● Task to carry out:
Render every line of the records below as a Markdown table with the columns "Row" and "Text". Put a running row number in the first column and the line itself in the second, leaving out any blank lines.

----------

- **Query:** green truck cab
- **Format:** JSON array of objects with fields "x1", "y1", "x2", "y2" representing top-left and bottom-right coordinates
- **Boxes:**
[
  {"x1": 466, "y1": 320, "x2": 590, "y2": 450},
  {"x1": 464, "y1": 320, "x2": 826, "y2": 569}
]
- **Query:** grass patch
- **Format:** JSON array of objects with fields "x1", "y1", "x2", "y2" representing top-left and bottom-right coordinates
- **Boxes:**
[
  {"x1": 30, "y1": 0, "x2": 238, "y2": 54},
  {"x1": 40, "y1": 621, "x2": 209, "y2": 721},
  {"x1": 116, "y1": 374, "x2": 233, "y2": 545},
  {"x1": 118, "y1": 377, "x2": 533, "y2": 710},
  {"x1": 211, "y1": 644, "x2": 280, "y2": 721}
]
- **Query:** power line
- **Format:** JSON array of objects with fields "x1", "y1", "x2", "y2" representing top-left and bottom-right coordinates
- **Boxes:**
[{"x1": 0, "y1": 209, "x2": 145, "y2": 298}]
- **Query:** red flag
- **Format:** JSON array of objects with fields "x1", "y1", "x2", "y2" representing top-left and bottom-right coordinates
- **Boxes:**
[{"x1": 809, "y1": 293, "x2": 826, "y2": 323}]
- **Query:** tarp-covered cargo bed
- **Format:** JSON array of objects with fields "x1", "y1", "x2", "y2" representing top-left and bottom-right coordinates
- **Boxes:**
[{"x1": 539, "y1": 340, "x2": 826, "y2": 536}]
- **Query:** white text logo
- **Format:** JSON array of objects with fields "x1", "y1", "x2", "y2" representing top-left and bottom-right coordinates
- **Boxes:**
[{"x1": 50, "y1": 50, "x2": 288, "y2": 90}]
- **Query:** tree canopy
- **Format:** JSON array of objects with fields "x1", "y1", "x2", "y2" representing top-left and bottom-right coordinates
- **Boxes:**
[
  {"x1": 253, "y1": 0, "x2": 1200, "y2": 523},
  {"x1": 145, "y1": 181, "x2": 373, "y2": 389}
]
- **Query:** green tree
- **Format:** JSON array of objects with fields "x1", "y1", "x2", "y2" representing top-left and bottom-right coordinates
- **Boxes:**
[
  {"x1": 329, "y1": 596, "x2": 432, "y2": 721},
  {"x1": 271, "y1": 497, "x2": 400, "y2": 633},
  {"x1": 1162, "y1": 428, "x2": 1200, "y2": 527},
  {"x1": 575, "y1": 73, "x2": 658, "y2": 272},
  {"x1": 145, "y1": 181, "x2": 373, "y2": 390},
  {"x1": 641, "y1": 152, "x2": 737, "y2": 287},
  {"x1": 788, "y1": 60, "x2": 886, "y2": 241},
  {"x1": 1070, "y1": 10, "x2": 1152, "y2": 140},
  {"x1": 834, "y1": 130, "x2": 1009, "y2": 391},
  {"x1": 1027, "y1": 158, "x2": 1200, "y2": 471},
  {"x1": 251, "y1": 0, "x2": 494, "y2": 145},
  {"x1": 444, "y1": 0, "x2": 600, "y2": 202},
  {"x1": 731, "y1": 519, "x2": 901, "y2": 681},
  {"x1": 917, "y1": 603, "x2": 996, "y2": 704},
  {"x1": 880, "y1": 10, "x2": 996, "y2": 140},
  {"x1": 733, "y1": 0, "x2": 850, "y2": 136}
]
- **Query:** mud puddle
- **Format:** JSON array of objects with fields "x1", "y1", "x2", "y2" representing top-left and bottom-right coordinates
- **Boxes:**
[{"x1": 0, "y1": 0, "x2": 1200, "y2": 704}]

----------

● Result of this exercise:
| Row | Text |
|---|---|
| 1 | - **Query:** green truck cab |
| 2 | - **Format:** JSON array of objects with fields "x1", "y1", "x2", "y2" representing top-left and bottom-right coordinates |
| 3 | - **Boxes:** |
| 4 | [ |
| 5 |   {"x1": 466, "y1": 320, "x2": 590, "y2": 450}, |
| 6 |   {"x1": 464, "y1": 320, "x2": 826, "y2": 569} |
| 7 | ] |
| 8 | - **Query:** grass patch |
| 9 | - **Format:** JSON array of objects with fields "x1", "y1", "x2", "y2" representing top-left and bottom-right coordinates |
| 10 | - **Boxes:** |
| 11 | [ |
| 12 |   {"x1": 30, "y1": 0, "x2": 238, "y2": 54}, |
| 13 |   {"x1": 40, "y1": 621, "x2": 209, "y2": 721}, |
| 14 |   {"x1": 116, "y1": 374, "x2": 233, "y2": 545}, |
| 15 |   {"x1": 118, "y1": 377, "x2": 533, "y2": 710}, |
| 16 |   {"x1": 211, "y1": 644, "x2": 280, "y2": 721} |
| 17 | ] |
| 18 | - **Query:** power line |
| 19 | - **Format:** JSON array of objects with fields "x1", "y1", "x2", "y2" representing top-left and bottom-right coordinates |
| 20 | - **Boxes:** |
| 21 | [{"x1": 0, "y1": 209, "x2": 145, "y2": 298}] |
| 22 | - **Query:** red flag |
| 23 | - **Format:** JSON array of objects with fields "x1", "y1", "x2", "y2" representing top-left and bottom-right coordinates |
| 24 | - **Boxes:** |
| 25 | [{"x1": 809, "y1": 293, "x2": 826, "y2": 323}] |
| 26 | - **Query:** tarp-covered cargo bed |
| 27 | - **Format:** JSON array of objects with fields "x1", "y1", "x2", "y2" representing top-left and bottom-right coordinates |
| 28 | - **Boxes:** |
| 29 | [{"x1": 539, "y1": 340, "x2": 826, "y2": 536}] |
| 30 | - **Query:** white text logo |
| 31 | - **Format:** JSON array of objects with fields "x1", "y1", "x2", "y2" representing top-left and bottom-right coordinates |
| 32 | - **Boxes:** |
| 33 | [{"x1": 50, "y1": 50, "x2": 288, "y2": 90}] |
| 34 | - **Query:** tree canopy |
| 35 | - **Format:** JSON array of objects with fields "x1", "y1", "x2", "y2" representing top-left and bottom-right coordinates |
| 36 | - **Boxes:** |
| 37 | [ |
| 38 |   {"x1": 253, "y1": 0, "x2": 1200, "y2": 523}, |
| 39 |   {"x1": 145, "y1": 181, "x2": 373, "y2": 389} |
| 40 | ] |
| 41 | - **Query:** green tree |
| 42 | - **Format:** JSON array of objects with fields "x1", "y1", "x2", "y2" representing top-left and bottom-right coordinates |
| 43 | - **Boxes:** |
| 44 | [ |
| 45 |   {"x1": 329, "y1": 596, "x2": 432, "y2": 721}, |
| 46 |   {"x1": 271, "y1": 497, "x2": 400, "y2": 633}, |
| 47 |   {"x1": 1162, "y1": 428, "x2": 1200, "y2": 527}, |
| 48 |   {"x1": 575, "y1": 73, "x2": 658, "y2": 272}, |
| 49 |   {"x1": 145, "y1": 181, "x2": 373, "y2": 390}, |
| 50 |   {"x1": 641, "y1": 152, "x2": 737, "y2": 287}, |
| 51 |   {"x1": 788, "y1": 60, "x2": 886, "y2": 241}, |
| 52 |   {"x1": 1070, "y1": 10, "x2": 1152, "y2": 140}, |
| 53 |   {"x1": 834, "y1": 130, "x2": 1009, "y2": 391}, |
| 54 |   {"x1": 1027, "y1": 158, "x2": 1200, "y2": 471}, |
| 55 |   {"x1": 251, "y1": 0, "x2": 494, "y2": 145}, |
| 56 |   {"x1": 444, "y1": 0, "x2": 600, "y2": 202}, |
| 57 |   {"x1": 731, "y1": 519, "x2": 901, "y2": 681}, |
| 58 |   {"x1": 917, "y1": 603, "x2": 996, "y2": 704}, |
| 59 |   {"x1": 880, "y1": 10, "x2": 996, "y2": 140}, |
| 60 |   {"x1": 733, "y1": 0, "x2": 850, "y2": 136} |
| 61 | ] |
| 62 | - **Query:** mud puddle |
| 63 | - **Format:** JSON array of objects with fields "x1", "y1", "x2", "y2" representing top-left and bottom-right coordinates |
| 64 | - **Boxes:** |
| 65 | [{"x1": 0, "y1": 0, "x2": 1200, "y2": 704}] |